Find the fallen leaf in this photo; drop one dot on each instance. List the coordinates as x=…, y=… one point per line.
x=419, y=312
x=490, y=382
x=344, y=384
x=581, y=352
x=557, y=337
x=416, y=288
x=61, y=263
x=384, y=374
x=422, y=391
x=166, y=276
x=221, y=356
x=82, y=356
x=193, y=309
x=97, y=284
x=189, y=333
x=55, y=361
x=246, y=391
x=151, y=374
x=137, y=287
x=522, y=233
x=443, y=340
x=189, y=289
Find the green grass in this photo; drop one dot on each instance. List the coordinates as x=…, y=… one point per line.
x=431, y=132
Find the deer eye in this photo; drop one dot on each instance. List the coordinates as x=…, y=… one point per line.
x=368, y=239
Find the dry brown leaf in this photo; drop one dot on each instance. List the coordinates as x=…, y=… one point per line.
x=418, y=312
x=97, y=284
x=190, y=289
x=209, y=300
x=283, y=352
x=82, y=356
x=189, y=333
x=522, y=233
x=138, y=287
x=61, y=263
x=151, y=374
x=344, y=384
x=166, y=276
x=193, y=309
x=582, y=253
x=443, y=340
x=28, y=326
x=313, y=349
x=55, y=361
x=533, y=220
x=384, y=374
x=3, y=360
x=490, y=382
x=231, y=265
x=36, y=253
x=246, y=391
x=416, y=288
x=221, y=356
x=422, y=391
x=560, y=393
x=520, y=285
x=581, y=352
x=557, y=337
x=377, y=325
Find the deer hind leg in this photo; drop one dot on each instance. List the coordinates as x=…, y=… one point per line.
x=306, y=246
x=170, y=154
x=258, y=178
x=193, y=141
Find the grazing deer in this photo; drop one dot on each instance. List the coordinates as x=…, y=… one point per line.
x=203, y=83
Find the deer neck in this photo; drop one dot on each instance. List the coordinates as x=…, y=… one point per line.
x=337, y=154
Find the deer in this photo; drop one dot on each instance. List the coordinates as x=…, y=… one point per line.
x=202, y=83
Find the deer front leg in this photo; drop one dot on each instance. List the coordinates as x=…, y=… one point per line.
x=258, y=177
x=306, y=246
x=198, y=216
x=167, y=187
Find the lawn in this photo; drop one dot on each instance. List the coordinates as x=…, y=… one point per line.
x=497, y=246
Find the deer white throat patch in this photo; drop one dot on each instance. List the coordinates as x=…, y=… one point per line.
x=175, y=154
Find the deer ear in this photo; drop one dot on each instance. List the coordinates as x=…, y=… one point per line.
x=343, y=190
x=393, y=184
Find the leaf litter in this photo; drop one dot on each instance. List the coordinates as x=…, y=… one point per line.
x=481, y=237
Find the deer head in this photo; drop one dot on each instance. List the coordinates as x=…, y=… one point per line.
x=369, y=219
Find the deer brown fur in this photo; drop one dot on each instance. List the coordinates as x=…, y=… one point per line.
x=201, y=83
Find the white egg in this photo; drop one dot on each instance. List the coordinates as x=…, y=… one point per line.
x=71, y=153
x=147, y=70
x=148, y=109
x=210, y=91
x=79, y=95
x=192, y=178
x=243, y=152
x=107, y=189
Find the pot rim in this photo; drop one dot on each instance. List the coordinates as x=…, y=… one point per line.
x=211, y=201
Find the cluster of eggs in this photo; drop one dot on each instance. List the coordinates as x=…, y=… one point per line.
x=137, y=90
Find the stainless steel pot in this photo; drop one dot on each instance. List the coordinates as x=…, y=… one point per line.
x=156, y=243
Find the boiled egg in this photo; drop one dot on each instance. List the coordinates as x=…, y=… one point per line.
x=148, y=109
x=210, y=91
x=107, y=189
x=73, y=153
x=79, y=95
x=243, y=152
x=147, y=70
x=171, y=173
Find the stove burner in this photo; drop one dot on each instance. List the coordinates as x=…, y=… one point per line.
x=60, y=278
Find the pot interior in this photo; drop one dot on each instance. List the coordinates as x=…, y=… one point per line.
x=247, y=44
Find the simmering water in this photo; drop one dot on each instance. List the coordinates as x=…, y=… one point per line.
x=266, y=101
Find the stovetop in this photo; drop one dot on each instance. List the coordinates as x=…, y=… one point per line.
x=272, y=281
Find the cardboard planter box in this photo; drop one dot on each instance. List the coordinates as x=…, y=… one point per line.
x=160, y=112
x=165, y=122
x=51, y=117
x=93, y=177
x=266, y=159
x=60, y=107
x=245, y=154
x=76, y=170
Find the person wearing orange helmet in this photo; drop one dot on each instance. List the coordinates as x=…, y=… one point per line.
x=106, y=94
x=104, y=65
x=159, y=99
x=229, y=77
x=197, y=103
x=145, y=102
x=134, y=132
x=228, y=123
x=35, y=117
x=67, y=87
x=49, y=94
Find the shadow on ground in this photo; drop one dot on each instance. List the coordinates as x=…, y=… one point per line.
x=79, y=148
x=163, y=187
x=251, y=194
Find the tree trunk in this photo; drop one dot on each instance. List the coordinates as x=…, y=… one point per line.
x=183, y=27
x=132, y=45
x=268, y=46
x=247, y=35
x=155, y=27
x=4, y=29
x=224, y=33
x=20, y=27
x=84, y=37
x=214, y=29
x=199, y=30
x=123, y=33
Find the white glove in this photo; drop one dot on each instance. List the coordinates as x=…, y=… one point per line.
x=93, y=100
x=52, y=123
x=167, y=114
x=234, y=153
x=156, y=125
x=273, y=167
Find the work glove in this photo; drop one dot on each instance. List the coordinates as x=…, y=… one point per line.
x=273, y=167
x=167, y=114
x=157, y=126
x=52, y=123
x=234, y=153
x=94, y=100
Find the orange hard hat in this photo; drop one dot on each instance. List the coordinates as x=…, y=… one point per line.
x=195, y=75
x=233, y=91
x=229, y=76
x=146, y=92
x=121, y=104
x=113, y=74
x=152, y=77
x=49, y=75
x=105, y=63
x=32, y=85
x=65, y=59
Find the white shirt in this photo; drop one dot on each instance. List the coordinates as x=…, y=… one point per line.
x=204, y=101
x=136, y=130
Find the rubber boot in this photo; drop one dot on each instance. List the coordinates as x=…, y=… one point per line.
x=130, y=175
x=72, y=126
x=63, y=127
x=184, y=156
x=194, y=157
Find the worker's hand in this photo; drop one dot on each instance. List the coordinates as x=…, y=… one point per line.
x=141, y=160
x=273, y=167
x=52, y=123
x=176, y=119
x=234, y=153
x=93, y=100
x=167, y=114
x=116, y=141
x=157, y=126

What the exercise asks:
Shift every coordinate in the answers by adding 63 to it, and give the lines again with their requests included. Cover only the part that opens with the line containing "Find the deer head" and closes with the line containing "x=211, y=201", both included.

Final result:
Find the deer head in this photo; drop one dot on each instance. List the coordinates as x=…, y=… one point per line.
x=432, y=282
Find the deer brown fur in this photo; drop one dot on each instance. List the coordinates as x=…, y=… one point per line.
x=264, y=146
Find the white egg in this photo; drop one dot on each instance. List the coordinates as x=…, y=… one point per line.
x=134, y=216
x=210, y=133
x=211, y=172
x=273, y=154
x=142, y=158
x=255, y=241
x=306, y=215
x=170, y=252
Find the pot rim in this photo; drop one dot on each instance. List the coordinates as x=…, y=… one point per line.
x=274, y=264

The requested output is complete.